> **MATERIAL FOR THIS EXERCISE**:
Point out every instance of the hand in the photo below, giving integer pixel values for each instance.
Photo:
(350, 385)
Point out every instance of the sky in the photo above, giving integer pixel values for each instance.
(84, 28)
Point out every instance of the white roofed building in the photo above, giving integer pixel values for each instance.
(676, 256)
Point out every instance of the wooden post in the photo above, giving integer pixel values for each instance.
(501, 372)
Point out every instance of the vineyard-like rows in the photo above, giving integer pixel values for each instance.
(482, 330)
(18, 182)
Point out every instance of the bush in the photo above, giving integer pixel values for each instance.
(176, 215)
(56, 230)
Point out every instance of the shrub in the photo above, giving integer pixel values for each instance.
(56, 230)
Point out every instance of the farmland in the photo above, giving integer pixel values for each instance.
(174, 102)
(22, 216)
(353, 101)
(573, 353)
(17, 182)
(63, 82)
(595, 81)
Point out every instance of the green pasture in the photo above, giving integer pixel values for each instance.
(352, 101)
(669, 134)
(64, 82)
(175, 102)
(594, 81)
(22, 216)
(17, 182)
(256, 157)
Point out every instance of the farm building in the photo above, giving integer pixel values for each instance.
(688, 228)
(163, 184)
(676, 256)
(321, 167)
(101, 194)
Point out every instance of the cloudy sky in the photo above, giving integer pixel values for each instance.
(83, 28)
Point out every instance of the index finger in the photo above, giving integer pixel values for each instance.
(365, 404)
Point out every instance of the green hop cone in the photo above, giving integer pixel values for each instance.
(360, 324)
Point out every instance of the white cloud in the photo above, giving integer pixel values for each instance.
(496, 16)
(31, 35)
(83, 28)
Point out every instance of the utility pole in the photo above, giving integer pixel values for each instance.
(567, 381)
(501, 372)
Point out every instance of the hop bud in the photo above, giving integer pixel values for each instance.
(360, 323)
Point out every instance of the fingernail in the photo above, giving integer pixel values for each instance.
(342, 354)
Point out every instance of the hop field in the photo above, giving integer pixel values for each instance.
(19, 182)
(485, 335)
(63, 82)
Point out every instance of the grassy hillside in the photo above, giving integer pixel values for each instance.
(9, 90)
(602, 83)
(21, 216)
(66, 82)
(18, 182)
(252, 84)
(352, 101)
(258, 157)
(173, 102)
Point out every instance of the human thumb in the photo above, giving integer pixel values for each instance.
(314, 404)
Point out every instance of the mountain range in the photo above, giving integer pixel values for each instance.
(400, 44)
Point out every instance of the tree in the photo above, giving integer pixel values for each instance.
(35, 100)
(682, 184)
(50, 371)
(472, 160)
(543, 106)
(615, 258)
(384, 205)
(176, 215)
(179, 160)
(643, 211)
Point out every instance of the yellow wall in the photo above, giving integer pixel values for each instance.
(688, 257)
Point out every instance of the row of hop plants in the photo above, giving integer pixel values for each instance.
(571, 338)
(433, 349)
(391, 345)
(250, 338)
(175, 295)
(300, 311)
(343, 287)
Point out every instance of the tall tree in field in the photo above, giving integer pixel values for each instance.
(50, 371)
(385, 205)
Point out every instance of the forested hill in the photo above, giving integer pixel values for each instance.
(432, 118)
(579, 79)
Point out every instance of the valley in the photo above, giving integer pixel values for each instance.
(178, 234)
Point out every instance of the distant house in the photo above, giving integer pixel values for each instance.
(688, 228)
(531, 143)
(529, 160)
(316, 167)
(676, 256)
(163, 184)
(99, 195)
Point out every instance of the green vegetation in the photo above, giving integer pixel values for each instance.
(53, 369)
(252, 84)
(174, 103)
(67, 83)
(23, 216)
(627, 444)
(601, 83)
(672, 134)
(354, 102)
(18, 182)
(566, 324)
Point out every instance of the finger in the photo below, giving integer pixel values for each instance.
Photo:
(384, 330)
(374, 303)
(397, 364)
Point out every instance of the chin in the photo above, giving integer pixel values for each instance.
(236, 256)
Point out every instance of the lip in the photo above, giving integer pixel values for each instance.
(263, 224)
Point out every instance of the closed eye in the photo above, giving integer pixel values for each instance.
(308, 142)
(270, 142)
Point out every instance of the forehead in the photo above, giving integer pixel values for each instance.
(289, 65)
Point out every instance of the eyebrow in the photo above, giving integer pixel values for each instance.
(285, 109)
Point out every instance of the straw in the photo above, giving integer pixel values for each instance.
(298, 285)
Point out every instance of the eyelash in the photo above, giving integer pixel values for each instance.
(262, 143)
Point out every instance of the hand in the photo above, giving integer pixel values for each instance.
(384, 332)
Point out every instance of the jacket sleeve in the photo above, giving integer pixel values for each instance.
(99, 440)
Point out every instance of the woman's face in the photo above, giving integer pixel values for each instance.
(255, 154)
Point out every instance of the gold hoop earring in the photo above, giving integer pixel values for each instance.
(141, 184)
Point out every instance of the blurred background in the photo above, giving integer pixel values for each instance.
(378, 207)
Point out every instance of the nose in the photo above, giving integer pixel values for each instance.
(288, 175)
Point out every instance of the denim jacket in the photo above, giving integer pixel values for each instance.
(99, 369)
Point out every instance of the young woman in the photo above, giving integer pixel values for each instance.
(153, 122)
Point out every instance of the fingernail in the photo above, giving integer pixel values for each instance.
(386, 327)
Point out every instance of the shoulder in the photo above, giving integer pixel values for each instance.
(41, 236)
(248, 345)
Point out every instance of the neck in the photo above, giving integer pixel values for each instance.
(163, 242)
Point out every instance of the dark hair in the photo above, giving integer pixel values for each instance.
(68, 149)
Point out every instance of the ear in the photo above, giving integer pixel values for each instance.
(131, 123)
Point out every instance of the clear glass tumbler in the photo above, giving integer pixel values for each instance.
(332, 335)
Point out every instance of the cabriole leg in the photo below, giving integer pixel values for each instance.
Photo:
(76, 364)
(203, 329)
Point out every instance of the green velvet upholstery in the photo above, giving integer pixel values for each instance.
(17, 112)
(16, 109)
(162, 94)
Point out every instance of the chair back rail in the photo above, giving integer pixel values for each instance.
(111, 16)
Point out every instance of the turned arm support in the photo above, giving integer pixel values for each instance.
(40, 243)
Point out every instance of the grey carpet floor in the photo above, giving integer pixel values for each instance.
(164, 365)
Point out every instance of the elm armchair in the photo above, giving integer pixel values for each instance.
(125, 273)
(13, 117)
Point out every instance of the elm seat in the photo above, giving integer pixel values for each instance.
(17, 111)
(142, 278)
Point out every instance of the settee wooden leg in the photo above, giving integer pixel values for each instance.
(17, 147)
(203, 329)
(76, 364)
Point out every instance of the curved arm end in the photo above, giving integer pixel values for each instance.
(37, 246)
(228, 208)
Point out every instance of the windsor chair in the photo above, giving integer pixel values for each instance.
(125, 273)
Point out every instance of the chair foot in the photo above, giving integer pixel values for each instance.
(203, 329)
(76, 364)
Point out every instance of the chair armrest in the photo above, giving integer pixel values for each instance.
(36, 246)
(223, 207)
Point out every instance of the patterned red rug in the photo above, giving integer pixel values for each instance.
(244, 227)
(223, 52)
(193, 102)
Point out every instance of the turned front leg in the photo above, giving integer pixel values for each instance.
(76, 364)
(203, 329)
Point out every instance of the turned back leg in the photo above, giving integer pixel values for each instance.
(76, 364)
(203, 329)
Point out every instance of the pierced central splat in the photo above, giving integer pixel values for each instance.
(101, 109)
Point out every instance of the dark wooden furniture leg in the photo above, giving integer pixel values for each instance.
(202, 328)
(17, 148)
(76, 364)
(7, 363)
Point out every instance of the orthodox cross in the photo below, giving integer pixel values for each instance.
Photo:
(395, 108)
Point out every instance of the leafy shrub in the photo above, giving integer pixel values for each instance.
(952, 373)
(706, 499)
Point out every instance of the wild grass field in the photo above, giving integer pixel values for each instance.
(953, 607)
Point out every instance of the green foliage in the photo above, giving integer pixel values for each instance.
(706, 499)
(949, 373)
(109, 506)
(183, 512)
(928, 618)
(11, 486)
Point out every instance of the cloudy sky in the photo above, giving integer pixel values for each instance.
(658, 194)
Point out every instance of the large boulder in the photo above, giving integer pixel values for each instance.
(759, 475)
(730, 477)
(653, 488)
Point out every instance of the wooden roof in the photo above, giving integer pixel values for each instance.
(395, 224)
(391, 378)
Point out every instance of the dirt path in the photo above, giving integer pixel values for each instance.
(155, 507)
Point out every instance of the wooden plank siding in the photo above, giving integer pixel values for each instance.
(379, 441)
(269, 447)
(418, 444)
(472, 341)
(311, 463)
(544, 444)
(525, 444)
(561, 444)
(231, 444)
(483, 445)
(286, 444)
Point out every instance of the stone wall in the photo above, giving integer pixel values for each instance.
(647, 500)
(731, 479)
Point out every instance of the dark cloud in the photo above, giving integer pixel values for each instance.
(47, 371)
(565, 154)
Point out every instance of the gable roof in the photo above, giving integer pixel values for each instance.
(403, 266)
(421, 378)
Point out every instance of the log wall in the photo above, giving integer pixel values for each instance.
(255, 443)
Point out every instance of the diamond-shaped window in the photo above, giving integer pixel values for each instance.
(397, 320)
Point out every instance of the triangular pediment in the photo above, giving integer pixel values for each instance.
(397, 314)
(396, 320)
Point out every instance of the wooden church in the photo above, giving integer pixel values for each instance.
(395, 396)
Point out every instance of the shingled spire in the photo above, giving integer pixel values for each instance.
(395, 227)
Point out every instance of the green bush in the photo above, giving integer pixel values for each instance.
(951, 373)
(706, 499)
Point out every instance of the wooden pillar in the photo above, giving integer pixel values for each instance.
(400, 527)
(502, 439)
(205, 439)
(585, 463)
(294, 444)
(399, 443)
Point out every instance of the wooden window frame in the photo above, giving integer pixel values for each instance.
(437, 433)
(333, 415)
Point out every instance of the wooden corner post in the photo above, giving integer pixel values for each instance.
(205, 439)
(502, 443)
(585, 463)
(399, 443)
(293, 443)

> **AIM**:
Could you resize the coordinates in the material above, from the line with "Point out every instance of the shingled" through the end, by multiplying each answer coordinate by 0.95 and rounding to whole numbers, with halves rounded up? Give back only those lines, requests included and unchanged, with the new coordinates in place of the old.

> **OUTPUT BELOW**:
Point out every instance of the shingled spire in the photo above, giving integer pixel values for each instance.
(375, 216)
Point out every instance of the green bush in the photo above, giving integer pixel values for each instance.
(903, 354)
(671, 474)
Point out every instance of the wooden pillar in the photo above, giving integer pixel values for each instance.
(380, 501)
(477, 417)
(195, 417)
(556, 440)
(279, 422)
(379, 421)
Point out every instance of the wooden window frame in the photo above, giving integer pixel values for each instance.
(415, 411)
(316, 394)
Point out every instance of the wooden corner post in the photo above, giving integer pixel values for each instance.
(195, 417)
(477, 421)
(556, 440)
(379, 421)
(278, 421)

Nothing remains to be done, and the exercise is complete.